▶ [List of tasks]:
1. Write out the Debian release schedule discussion word for word, everything from "On Monday 26" down to "actual release date.".
2. Extend the email exchange about Debian's release schedule, picking up right after its final sentence.

On Monday 26 March 2007 13:35, Michael M. wrote:
> On Mon, 2007-03-26 at 15:28 +1200, Chris Bannister wrote:
> > On Thu, Mar 22, 2007 at 05:37:00PM -0700, Michael M. wrote:
> > > All that is to say that Ubuntu serves a purpose, and it's a valuable
> > > one, IMO.  It's not for everybody; nor is Debian, nor any other distro
> > > in particular.  Ubuntu at least provides an experience quite similar to
> > > Debian while doing things that Debian stubbornly refuses to do, like
> > > sticking to a schedule.  On that score, I agree 100% with Ian Murdoch
> > > -- Debian is missing a big opportunity.
> >
> > What schedule. There was/is no promised schedule. "Dec 6th 2006" was
> > never an actual release date.
>
> The schedule that the release team puts together.  It contains target
> release dates.  Debian missed its December target for Etch.  It remains
> to be seen whether it will make the new target of 2 April 2007.

▶ [Dataset excerpt]:
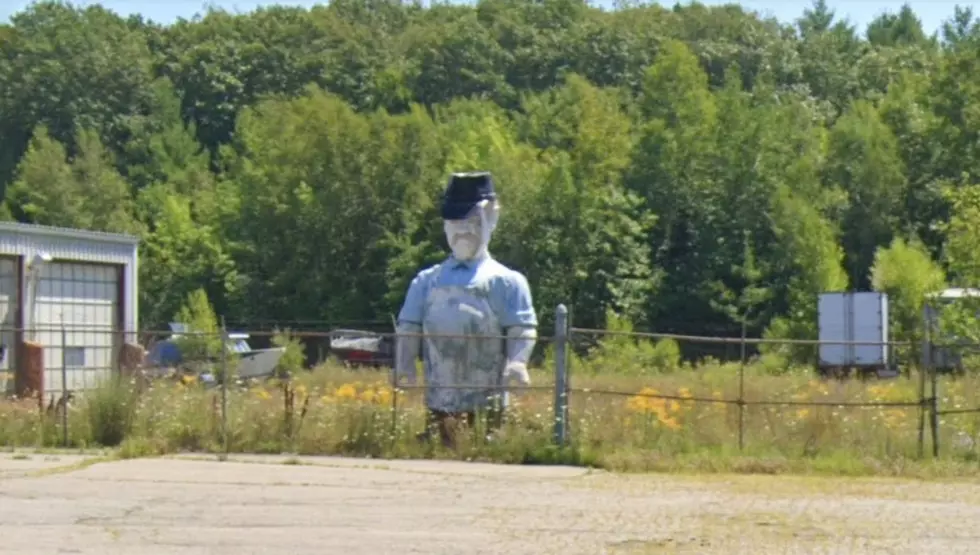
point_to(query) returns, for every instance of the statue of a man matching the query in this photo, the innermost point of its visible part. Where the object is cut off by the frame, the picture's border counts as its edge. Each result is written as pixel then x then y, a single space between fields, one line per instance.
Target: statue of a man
pixel 470 317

▶ [The replies]:
1.
On Monday 26 March 2007 13:35, Michael M. wrote:
> On Mon, 2007-03-26 at 15:28 +1200, Chris Bannister wrote:
> > On Thu, Mar 22, 2007 at 05:37:00PM -0700, Michael M. wrote:
> > > All that is to say that Ubuntu serves a purpose, and it's a valuable
> > > one, IMO.  It's not for everybody; nor is Debian, nor any other distro
> > > in particular.  Ubuntu at least provides an experience quite similar to
> > > Debian while doing things that Debian stubbornly refuses to do, like
> > > sticking to a schedule.  On that score, I agree 100% with Ian Murdoch
> > > -- Debian is missing a big opportunity.
> >
> > What schedule. There was/is no promised schedule. "Dec 6th 2006" was
> > never an actual release date.

2.
>
> Call it what you want:  schedule, timeline, target, whatever.  The point
> is that the Debian Project doesn't value it enough to stick to it.  I
> doubt there's a large software project in existance that hasn't missed
> its targets sometimes -- Ubuntu, Fedora, openSuSE all have had release
> delays in recent memory, and then there's Windows Vista.  But Debian is
> fairly unique in being so cavalier about it.

yes, debian is cavalier about the release date. but every single OS you cited 
is cavalier about shipping with bugs just to meet the target date (and some 
other OS not even mentioned. case in point, google for the recent mega-patch 
for OSX.) i know which i prefer.

i have been waiting for etch to go stable for a good year or so. we have some 
in-house apps that *depend* on a more recent version of the some of the 
apps/libs. we had to hack some workarounds and it's painful but it works. but 
i'll take etch when it's good and ready and not a day before. i'd rather have 
a working OS, free of bugs, late than a half baked, bug-ridden POS, on time.

>
> Like I said, it's the "when it's ready" attitude taken to the extreme --
> to the exclusion of providing users any kind of predictablility or
> expectations of timeliness -- that I don't like.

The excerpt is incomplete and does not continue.